Complementair onbetaald verlof: ook de ‘gunst’ is verplicht


Op 2 december 2016 werd het complementair onbetaald verlof ingevoerd voor het gemeente-, OCMW- en provinciepersoneel. Hoe wordt dit geregeld?

De Vlaamse Regering voerde het complementair onbetaald verlof in nadat de vakbonden compenserende maatregelen eisten ten opzichte van de invoering van het Vlaams zorgkrediet. Dit Vlaams zorgkrediet ging gepaard met de afschaffing van de loopbaanonderbreking algemeen stelsel en eindeloopbaan. Het complementair onbetaald verlof geeft aan de werkgevers de kans om de combinatie werk-vrije tijd zo werkbaar mogelijk te maken voor hun personeelsleden, of althans voor de personeelsleden die het zich nog financieel kunnen veroorloven.

|---|

- _UIT TE VOEREN_:
1 – Beantwoord over de tekst over complementair onbetaald verlof:
(a) Op welke datum werd dit verlof ingevoerd?
(b) Voor welk personeel werd het ingevoerd?
(c) Met de afschaffing waarvan ging het Vlaams zorgkrediet gepaard?
2 – Ga verder met de tekst over complementair onbetaald verlof, aansluitend op de laatste zin.

|---|

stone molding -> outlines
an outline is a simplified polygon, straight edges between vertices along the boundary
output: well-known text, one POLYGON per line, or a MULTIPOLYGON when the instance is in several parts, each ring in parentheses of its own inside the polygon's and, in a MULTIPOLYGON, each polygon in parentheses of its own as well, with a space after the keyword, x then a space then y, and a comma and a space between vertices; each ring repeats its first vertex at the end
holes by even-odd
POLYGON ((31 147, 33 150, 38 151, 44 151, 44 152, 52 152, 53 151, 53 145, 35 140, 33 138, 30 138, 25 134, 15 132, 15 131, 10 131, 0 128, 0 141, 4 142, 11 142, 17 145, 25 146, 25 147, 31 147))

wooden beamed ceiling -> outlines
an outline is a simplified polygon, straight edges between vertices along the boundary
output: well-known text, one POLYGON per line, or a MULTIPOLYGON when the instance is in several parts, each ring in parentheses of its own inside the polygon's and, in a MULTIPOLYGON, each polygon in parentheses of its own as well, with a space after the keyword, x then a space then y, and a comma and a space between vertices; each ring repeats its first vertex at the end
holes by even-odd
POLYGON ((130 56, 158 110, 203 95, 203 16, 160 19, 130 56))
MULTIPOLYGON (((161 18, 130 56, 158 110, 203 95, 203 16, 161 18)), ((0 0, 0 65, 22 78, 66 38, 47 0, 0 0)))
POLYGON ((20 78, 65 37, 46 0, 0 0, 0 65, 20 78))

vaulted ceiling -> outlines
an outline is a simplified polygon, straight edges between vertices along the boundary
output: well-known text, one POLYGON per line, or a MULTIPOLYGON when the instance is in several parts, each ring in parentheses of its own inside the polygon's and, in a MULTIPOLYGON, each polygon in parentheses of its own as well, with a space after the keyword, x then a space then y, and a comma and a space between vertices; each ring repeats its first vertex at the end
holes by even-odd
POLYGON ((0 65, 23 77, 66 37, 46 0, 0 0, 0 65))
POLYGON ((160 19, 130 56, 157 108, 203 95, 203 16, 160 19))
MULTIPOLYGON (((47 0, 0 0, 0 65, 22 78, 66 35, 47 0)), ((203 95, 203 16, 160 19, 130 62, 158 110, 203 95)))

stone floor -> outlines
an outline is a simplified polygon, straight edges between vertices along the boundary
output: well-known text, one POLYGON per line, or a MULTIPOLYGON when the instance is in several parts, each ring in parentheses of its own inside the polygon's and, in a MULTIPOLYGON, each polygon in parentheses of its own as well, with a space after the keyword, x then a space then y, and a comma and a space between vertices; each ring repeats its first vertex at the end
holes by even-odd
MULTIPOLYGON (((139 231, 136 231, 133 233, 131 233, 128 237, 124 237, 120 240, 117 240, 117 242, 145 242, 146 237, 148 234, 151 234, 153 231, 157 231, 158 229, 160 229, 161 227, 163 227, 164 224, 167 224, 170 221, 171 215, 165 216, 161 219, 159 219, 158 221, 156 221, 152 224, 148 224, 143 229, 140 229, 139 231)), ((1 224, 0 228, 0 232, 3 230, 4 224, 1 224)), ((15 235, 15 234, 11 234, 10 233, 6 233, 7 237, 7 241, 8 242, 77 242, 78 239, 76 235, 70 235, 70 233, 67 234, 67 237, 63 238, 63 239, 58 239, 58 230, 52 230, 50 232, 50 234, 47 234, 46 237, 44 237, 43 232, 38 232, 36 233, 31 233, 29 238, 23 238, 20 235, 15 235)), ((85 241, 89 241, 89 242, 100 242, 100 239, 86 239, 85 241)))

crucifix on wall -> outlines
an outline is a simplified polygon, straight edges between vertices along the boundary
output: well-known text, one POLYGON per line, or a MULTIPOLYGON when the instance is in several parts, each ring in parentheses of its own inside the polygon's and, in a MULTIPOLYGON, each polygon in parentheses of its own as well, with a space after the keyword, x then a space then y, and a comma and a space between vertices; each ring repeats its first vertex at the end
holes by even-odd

|---|

- _ANTWOORDEN_:
1 –
(a) Op 2 december 2016.
(b) Voor het gemeente-, OCMW- en provinciepersoneel.
(c) Met de afschaffing van de loopbaanonderbreking algemeen stelsel en eindeloopbaan.

2 –
Recht én gunst

De Vlaamse Regering heeft gekozen voor een duidelijke ondergrens: het recht op complementair verlof. Maar ook het onbetaald verlof als gunst is een bewuste keuze geweest. Het recht is immers veel te minimalistisch om tegemoet te komen aan de noodzakelijke werkbaarheid van het werk. Maar de Vlaamse Regering wenst verdere mogelijkheden tot onbetaald verlof over te laten aan de specifieke invulling door de besturen. De gunst die werd ingeschreven in dit besluit moet als dusdanig eveneens worden gelezen als een minimumbepaling. Het enige verschil met het recht is dat het lokaal bestuur beperkingen kan opleggen ten aanzien van bepaalde personeelsleden of ambten (maar nooit ten aanzien van alle personeelsleden). Uiteraard moeten deze beperkingen afdoende gemotiveerd worden.

Verplicht op te nemen in RPR?

VVSG adviseert de lokale besturen andermaal foutief door te stellen dat het onbetaald verlof als gunst niet moet worden opgenomen in de rechtspositieregeling. Die keuze zou het besluit meteen uithollen en is ook een middenvinger ten aanzien van de moeilijke onderhandelingen die hierover werden gevoerd. De Vlaamse Regering heeft, weliswaar na aandringen van de vakbonden, bewust gewild dat de personeelsleden bijkomende mogelijkheden kregen om de combinatie arbeid-vrije tijd werkbaar te houden. Dit kan enkel door het onbetaald verlof zowel als recht en als gunst ook in te schrijven in de plaatselijke rechtspositieregeling.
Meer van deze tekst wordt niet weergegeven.